[START Document section]

Poverty, underdevelopment in North should not define region’s future, says Osinbajo
The Vice-President, Prof. Yemi Osinbajo, said on Saturday that the present level of poverty and underdevelopment in the Northern parts of the country should not be allowed to define the future of the region.
Osinbajo gave the advice in his address to the summit organized by the Northern Re-Awakening Forun (NRF),tagged:“Building a Safe,
Secure and Economically Inclusive Northern Nigeria’’.
Although Osinbajo expressed worry that the poverty level in the 19 Northern sates was high he, however, called on the people to evolve strategies to stem the tide.
The Northern states occupying about 70 per cent of the land mass of the country have the highest infant and maternal mortality rate as well as the lowest rate of child enrollment in schools.
They have the highest number of unemployed young people, and of course faces the challenge of inter-ethnic and inter-religious conflicts including the Boko Haram terrorism.’’
According to Osinbajo, the National Bureau of Statistics 2015 figures show that the poorest 10 states in Nigeria are in the North with the exception of Ebonyi state.
He, however, noted that dismal as some of the conditions and statistics might be, “it should not define our future or that of our children. ”
We can point to the past to draw some inspiration from the lives of some of those who gave all to ensure that the vast majority of our people do not remain in want and poverty.
History reminds us of the visionary leaders in Nigeria, who fired our imagination through their vision, diligence and selfless service.

[END Document section]
[START Dataset entries]

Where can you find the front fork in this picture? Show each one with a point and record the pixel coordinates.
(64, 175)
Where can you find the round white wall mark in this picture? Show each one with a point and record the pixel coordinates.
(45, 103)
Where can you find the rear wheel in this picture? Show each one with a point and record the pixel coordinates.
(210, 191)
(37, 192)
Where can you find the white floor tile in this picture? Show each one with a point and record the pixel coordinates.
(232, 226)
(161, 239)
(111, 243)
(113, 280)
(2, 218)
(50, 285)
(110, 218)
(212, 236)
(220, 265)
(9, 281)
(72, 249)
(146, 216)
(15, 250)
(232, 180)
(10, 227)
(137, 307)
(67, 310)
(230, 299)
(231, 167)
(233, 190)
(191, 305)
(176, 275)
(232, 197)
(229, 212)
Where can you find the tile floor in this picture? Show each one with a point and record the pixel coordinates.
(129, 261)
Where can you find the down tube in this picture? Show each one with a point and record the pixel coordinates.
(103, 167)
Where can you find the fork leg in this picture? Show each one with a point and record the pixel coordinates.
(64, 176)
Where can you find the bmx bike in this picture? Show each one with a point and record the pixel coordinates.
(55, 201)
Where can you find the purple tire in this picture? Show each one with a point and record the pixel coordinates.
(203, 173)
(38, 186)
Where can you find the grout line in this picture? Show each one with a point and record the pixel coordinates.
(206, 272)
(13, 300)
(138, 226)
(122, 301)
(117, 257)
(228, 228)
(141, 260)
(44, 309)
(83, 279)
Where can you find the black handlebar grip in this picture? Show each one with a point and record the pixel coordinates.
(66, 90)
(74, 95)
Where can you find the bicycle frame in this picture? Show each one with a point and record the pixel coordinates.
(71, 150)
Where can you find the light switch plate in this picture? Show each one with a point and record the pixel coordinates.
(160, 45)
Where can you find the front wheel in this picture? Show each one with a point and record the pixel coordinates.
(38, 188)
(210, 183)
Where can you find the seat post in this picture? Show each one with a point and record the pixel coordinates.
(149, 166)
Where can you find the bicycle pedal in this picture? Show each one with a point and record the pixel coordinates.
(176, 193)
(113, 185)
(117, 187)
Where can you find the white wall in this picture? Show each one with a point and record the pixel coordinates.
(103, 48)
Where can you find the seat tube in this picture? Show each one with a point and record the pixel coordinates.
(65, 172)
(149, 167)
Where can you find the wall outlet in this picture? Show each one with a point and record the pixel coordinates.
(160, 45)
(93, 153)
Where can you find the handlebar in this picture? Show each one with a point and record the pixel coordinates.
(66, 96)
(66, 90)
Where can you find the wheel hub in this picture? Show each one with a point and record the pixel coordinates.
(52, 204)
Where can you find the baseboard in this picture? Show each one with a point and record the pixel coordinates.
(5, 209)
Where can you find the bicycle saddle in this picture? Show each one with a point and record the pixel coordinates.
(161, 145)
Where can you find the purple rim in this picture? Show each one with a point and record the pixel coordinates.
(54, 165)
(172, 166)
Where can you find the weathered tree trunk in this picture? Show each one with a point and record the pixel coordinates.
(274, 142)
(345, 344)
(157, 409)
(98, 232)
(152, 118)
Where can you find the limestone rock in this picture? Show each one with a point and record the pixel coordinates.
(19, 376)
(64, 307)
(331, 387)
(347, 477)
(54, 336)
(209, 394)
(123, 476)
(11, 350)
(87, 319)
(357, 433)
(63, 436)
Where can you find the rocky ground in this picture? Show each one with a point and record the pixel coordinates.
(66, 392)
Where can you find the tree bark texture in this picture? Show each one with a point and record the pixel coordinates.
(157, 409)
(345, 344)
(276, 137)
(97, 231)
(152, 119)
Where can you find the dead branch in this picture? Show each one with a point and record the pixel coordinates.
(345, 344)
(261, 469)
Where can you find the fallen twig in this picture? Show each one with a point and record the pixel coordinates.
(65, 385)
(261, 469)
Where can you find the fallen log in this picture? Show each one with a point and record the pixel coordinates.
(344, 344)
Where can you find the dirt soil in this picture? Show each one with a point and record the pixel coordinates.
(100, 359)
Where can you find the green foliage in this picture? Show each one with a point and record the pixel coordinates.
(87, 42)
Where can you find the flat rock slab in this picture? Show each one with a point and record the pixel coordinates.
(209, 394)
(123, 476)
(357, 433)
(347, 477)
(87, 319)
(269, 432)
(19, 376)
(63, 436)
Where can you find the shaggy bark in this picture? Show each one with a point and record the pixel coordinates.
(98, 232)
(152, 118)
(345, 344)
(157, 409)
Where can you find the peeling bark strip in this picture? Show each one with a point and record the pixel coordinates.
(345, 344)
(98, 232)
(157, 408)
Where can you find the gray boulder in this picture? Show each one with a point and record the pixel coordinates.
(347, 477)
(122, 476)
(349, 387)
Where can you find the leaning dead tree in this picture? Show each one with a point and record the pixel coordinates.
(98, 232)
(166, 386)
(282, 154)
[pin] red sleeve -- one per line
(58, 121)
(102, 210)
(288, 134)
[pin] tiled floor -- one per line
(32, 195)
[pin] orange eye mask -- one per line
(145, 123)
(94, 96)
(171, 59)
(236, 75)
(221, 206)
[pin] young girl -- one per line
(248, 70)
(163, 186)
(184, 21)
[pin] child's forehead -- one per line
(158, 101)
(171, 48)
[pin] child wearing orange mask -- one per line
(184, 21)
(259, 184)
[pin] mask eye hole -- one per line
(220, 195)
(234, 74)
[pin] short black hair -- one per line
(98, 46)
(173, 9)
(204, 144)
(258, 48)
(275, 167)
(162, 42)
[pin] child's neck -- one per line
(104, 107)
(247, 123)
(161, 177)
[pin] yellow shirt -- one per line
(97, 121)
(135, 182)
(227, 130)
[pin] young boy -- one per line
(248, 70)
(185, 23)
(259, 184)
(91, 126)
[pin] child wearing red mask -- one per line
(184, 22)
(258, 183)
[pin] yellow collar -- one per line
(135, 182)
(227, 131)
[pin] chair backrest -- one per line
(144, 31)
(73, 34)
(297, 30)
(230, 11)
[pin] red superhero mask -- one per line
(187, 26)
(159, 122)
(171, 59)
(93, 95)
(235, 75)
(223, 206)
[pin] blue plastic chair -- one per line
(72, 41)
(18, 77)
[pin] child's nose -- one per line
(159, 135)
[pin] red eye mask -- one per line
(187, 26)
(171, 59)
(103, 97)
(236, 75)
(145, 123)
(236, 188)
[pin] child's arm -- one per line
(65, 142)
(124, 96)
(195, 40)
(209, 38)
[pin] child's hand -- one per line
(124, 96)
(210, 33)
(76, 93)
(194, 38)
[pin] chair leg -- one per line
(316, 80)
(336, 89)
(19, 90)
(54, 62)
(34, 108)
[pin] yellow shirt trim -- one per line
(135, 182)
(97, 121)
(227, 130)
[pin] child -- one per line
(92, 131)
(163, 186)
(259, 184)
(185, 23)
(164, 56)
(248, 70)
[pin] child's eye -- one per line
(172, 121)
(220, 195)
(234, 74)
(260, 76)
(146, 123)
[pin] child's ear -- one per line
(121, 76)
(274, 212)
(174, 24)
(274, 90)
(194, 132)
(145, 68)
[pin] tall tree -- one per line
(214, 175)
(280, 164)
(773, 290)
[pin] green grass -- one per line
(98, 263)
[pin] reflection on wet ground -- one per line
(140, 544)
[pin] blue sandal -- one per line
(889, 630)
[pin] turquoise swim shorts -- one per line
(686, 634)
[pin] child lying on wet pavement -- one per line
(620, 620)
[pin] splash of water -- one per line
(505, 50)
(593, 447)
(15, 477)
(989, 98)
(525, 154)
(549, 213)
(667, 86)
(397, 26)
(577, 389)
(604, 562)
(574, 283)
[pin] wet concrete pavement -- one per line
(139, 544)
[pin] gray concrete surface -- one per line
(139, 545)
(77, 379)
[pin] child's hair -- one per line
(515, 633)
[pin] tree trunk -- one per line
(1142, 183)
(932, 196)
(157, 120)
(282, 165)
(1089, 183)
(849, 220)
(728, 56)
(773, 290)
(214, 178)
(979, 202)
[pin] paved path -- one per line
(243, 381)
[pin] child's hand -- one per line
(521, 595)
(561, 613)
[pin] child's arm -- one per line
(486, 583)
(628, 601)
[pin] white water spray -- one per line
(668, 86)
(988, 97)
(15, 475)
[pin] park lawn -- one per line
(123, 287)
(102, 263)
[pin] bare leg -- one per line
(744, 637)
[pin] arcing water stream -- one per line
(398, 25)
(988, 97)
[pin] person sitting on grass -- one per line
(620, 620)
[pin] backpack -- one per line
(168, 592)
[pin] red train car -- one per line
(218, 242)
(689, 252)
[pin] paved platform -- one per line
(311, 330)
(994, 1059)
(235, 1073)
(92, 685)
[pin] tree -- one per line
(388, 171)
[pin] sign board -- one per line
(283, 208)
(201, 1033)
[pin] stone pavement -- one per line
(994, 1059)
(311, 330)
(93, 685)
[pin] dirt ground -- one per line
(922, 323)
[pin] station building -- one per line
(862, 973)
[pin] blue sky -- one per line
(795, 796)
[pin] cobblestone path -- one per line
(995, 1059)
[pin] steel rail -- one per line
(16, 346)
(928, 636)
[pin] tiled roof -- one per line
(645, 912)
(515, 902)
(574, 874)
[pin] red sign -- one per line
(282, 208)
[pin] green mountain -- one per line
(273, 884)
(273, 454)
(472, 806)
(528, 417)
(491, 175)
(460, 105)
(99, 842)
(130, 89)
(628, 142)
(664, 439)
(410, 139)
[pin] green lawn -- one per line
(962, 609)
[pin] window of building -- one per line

[END Dataset entries]

• Complete the following:
(a) In the article on poverty in Northern Nigeria, roughly what share of the country's land mass do the Northern states occupy?
(b) Name every quality that the article on poverty in Northern Nigeria credits to the visionary leaders of Nigeria.
(c) Render this sentence from the article on poverty in Northern Nigeria in French: "According to Osinbajo, the National Bureau of Statistics 2015 figures show that the poorest 10 states in Nigeria are in the North with the exception of Ebonyi state."
The records are separate material, unrelated to the article on poverty in Northern Nigeria.

• Task answers:
(a) About 70 percent.

(b) Vision, diligence, and selfless service.

(c) Selon Osinbajo, les chiffres de 2015 du Bureau national des statistiques montrent que les dix États les plus pauvres du Nigeria se trouvent dans le Nord, à l'exception de l'État d'Ebonyi.